* [WHAT TO DO] Copy all of the data below word for word, changing nothing.
++++ EXERCISE INPUTS ++++
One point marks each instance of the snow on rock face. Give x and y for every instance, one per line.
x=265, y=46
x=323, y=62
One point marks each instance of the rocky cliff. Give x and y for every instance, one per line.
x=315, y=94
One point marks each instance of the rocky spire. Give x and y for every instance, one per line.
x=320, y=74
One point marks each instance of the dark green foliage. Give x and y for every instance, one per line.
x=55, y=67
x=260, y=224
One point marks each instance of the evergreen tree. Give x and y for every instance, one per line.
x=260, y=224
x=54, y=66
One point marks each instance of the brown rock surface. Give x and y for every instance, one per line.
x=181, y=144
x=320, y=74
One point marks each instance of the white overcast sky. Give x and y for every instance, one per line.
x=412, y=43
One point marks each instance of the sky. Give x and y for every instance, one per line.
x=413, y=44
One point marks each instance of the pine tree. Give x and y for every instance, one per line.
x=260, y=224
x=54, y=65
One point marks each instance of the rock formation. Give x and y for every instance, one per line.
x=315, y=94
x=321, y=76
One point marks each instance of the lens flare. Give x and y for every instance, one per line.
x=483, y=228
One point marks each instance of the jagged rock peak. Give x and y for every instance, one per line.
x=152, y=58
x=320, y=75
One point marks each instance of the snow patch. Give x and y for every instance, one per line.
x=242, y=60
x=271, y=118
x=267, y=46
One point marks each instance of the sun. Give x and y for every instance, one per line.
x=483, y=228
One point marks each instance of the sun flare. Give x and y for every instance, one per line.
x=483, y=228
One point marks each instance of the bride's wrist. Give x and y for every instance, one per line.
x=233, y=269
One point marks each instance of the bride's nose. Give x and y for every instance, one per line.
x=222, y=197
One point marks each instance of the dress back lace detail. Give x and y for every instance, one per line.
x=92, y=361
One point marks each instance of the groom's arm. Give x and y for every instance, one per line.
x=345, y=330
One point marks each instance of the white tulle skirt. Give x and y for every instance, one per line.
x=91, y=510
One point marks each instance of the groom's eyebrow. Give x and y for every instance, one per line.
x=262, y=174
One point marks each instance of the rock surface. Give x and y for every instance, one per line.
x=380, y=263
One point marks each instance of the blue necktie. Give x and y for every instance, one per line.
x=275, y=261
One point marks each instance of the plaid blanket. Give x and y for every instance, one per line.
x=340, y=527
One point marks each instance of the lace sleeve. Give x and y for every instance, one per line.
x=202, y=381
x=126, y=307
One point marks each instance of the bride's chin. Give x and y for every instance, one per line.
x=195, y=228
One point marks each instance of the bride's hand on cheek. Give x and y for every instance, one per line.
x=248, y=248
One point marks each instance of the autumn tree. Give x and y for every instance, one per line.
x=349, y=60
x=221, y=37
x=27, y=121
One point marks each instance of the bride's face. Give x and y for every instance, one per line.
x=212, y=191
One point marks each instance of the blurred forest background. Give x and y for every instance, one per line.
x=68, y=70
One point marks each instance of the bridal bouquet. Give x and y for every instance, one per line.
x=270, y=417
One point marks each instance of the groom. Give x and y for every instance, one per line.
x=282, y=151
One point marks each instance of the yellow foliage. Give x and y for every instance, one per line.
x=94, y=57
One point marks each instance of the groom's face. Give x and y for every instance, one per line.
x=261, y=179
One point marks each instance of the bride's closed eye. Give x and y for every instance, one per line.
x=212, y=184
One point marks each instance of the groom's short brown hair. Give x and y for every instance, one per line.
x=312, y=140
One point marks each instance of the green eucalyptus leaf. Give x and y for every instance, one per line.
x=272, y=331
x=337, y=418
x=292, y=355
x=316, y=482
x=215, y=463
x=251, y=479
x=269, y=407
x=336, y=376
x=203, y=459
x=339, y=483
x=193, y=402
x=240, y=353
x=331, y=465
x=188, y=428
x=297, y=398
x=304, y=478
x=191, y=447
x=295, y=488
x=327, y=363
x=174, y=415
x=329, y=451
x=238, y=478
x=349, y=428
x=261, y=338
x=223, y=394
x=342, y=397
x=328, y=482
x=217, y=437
++++
* [TASK SOLUTION]
One point marks each instance of the snow on rock face. Give x and y for every instance, one per line.
x=265, y=46
x=323, y=62
One point marks each instance of the rocky cliff. Give x and y for every instance, one per line.
x=315, y=94
One point marks each instance of the rocky spire. Give x and y for every instance, one per line.
x=320, y=74
One point marks each instance of the dark green foliage. Give x and y for every instance, one per line.
x=55, y=67
x=260, y=224
One point marks each instance of the evergreen tree. Give x and y for every instance, one per line.
x=260, y=224
x=54, y=66
One point marks each instance of the brown rock surface. Give x and y for every instance, one per line.
x=181, y=144
x=320, y=74
One point marks each instance of the white overcast sky. Give x and y for every instance, one per line.
x=412, y=43
One point marks each instance of the sky. Give x and y for every instance, one per line.
x=413, y=44
One point marks each instance of the pine tree. Give x and y for every instance, one per line.
x=260, y=224
x=54, y=65
One point marks each instance of the rock formation. Give x and y for every instance, one per line.
x=315, y=94
x=321, y=76
One point marks each instance of the lens flare. Give x and y for every instance, one per line.
x=483, y=228
One point marks each instance of the jagged rock peak. Give x and y for every instance, one per line.
x=152, y=58
x=320, y=75
One point marks each instance of the snow patch. Give x and y for every instance, one per line.
x=242, y=60
x=271, y=118
x=267, y=46
One point marks each instance of the sun. Give x and y for every instance, one per line.
x=483, y=228
One point marks each instance of the sun flare. Give x and y for every instance, one per line.
x=483, y=228
One point marks each instance of the bride's wrist. Give x and y for every instance, one per line.
x=233, y=269
One point marks each instance of the bride's nose. Give x and y for every instance, one per line.
x=222, y=197
One point marks each instance of the dress back lace detail. Give x and y for every instance, one per line.
x=92, y=361
One point marks each instance of the groom's arm. Give x and y for every instance, one per line.
x=345, y=330
One point marks each instance of the white tulle skirt. Give x and y for every instance, one per line.
x=91, y=510
One point marks each instance of the groom's eyebrow. Give x and y for every instance, one per line.
x=262, y=174
One point marks each instance of the rock surface. Give x and y for every instance, one per line.
x=380, y=263
One point marks each instance of the blue necktie. Give x and y for every instance, one per line.
x=275, y=261
One point marks each instance of the plaid blanket. Give x and y for every instance, one per line.
x=340, y=527
One point marks each instance of the lace sleeve. Give x and y for every instance, one per line.
x=202, y=381
x=126, y=307
One point marks each instance of the bride's chin. Give x and y for every instance, one per line.
x=195, y=228
One point marks each instance of the bride's hand on cheek. Give x and y for every instance, one per line.
x=248, y=248
One point marks each instance of the autumn tree. Give x and y for every instance, one per line.
x=349, y=60
x=221, y=37
x=27, y=121
One point marks each instance of the bride's face. Give x and y for every instance, one per line.
x=212, y=191
One point marks each instance of the blurred forest background. Give x and y for every instance, one per line.
x=68, y=70
One point marks each instance of the bridal bouquet. Give x and y for every instance, one per line.
x=270, y=417
One point marks each instance of the groom. Give x and y for every instance, one per line.
x=282, y=151
One point marks each instance of the yellow foliage. Give x and y for every instance, one per line.
x=94, y=57
One point marks each instance of the groom's face. Give x and y for every instance, one per line.
x=261, y=179
One point marks each instance of the bride's closed eye. Give x and y for every instance, one per line.
x=212, y=184
One point marks each instance of the groom's short brown hair. Give x and y for every instance, one per line.
x=312, y=140
One point marks each instance of the green eucalyptus leaf. Give x and y for every instance, one per line.
x=272, y=331
x=337, y=418
x=292, y=355
x=316, y=482
x=215, y=463
x=251, y=479
x=269, y=407
x=336, y=376
x=203, y=459
x=339, y=483
x=193, y=402
x=240, y=353
x=331, y=465
x=188, y=428
x=297, y=398
x=304, y=478
x=191, y=447
x=295, y=488
x=327, y=363
x=174, y=415
x=329, y=451
x=238, y=478
x=349, y=428
x=261, y=338
x=223, y=394
x=342, y=397
x=328, y=482
x=217, y=437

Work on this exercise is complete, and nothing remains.